• **Work to do**
Copy out every row below word for word, leaving out the pictures.

** start Raw records **

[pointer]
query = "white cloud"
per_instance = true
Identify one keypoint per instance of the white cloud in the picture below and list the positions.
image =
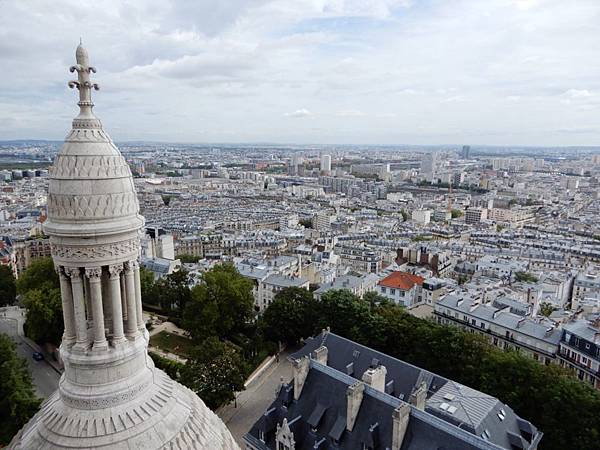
(350, 113)
(302, 112)
(492, 70)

** end Raw records **

• **Task response**
[pointer]
query = "white cloud"
per_instance = true
Identify one keypoint per instance of the white cloud in the picture below and list the positions.
image =
(350, 113)
(302, 112)
(492, 70)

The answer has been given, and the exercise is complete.